Work required: Check every line in the listing below for "turtle". Copy the ones where it occurs.

### Source material ###

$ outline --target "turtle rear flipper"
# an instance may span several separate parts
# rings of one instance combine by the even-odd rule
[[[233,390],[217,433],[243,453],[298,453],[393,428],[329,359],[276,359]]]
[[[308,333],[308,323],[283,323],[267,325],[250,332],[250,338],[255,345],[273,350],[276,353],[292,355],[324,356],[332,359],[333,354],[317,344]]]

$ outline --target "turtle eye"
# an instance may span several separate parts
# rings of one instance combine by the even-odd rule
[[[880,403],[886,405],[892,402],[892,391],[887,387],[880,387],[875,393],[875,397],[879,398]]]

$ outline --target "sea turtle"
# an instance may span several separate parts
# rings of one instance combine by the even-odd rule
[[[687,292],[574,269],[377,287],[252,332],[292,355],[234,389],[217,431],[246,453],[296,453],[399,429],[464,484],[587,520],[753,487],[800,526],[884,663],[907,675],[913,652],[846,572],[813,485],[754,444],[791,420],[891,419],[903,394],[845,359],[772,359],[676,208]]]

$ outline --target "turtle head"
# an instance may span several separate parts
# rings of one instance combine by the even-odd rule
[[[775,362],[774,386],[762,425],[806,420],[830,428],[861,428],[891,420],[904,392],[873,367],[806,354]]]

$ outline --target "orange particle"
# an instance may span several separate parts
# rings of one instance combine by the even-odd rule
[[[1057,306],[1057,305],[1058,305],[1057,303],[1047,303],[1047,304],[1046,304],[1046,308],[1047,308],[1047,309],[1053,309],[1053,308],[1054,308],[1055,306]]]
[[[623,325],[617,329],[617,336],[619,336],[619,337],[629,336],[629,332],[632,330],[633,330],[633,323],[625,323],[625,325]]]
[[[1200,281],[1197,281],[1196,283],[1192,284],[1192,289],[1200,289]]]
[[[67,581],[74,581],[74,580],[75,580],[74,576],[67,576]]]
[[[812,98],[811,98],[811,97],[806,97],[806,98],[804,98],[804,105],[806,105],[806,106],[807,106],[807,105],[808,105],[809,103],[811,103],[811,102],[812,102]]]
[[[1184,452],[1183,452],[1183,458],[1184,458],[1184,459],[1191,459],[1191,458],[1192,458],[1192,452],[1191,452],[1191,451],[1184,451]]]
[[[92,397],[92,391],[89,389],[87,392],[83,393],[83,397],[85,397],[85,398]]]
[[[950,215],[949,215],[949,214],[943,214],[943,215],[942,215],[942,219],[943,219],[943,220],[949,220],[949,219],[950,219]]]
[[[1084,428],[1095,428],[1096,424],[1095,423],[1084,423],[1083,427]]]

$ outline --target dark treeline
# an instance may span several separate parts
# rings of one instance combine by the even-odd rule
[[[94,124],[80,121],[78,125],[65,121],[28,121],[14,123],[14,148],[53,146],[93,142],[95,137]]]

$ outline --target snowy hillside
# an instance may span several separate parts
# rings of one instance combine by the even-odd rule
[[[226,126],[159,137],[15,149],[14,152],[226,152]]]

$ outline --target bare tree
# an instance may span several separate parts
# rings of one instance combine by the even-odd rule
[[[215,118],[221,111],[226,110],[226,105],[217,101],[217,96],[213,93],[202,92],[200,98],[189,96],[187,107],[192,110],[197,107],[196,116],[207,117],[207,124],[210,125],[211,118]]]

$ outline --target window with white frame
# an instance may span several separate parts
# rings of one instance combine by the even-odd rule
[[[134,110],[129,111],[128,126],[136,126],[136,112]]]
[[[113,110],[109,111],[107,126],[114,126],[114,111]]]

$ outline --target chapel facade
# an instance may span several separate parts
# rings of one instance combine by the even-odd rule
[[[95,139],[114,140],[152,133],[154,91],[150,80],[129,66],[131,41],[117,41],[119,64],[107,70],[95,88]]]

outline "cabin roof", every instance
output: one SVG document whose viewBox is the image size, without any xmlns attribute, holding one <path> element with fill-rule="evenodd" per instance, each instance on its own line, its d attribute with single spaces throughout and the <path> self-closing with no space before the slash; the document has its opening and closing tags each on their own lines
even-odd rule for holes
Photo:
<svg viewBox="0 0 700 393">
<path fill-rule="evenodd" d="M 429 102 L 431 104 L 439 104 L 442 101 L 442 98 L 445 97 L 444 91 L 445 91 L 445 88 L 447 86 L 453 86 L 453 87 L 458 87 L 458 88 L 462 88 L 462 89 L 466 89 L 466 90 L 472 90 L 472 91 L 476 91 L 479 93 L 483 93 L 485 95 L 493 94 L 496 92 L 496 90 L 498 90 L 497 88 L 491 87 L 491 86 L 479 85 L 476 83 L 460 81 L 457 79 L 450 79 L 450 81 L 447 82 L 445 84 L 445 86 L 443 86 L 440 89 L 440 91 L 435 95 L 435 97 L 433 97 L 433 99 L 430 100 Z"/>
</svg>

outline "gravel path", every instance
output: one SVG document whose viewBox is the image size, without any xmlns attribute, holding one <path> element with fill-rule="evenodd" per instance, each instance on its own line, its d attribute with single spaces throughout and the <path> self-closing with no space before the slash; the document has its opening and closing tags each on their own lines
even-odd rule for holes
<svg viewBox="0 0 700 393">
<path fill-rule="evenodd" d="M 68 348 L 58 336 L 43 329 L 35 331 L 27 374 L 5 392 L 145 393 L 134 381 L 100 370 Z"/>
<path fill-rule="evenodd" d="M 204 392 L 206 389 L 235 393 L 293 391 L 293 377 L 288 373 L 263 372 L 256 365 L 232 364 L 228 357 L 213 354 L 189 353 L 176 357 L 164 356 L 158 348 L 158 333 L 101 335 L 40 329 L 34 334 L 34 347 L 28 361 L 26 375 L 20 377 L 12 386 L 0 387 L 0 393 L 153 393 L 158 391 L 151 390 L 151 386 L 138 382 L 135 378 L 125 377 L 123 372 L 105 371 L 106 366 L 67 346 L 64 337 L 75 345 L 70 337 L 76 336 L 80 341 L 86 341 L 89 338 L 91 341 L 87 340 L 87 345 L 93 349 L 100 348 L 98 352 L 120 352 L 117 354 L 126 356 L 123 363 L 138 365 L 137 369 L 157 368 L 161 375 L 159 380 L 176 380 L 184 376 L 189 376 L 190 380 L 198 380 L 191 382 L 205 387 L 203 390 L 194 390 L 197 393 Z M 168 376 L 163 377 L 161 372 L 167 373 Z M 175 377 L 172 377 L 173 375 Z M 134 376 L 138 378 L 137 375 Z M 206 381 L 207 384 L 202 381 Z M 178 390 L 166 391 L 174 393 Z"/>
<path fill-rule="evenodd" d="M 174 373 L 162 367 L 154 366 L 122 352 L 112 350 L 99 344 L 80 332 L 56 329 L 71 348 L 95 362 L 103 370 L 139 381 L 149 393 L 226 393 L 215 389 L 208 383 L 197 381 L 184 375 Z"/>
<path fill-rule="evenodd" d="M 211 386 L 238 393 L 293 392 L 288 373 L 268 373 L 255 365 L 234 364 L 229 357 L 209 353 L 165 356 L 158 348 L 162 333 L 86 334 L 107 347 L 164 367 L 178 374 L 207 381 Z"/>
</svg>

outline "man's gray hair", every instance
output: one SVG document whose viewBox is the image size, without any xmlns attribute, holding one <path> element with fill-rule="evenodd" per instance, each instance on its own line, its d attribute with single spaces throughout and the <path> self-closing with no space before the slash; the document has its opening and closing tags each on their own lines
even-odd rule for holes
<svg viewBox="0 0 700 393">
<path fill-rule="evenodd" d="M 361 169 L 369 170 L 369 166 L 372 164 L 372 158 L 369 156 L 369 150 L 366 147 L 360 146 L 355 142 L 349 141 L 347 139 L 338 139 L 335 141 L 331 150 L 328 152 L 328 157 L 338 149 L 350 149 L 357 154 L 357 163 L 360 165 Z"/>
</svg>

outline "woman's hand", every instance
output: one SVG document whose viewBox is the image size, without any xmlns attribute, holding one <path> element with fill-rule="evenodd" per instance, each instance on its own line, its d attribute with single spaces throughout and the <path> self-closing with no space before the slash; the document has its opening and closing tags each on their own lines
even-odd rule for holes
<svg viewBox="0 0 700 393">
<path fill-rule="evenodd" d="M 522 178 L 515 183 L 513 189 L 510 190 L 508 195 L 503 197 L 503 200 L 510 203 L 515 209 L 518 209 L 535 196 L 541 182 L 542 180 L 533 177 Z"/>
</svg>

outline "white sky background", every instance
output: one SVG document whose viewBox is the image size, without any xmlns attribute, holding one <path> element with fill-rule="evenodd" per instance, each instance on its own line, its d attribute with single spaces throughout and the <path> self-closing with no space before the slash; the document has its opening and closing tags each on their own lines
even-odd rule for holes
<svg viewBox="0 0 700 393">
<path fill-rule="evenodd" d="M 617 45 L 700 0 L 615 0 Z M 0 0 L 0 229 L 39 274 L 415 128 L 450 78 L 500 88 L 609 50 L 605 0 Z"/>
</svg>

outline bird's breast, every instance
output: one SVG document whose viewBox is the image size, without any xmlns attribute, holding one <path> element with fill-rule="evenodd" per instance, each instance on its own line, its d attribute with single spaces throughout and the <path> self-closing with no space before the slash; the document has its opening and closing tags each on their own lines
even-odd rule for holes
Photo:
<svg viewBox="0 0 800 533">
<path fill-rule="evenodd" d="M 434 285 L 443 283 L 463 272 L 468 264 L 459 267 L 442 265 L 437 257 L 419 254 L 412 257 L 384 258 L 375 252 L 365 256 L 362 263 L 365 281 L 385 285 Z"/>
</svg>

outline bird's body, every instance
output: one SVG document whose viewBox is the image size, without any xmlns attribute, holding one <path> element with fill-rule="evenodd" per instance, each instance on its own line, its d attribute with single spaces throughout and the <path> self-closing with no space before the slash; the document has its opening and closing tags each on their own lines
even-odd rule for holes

###

Exercise response:
$ outline --target "turtle rear flipper"
$ outline --target "turtle eye"
$ outline --target "sea turtle"
$ outline --target "turtle head"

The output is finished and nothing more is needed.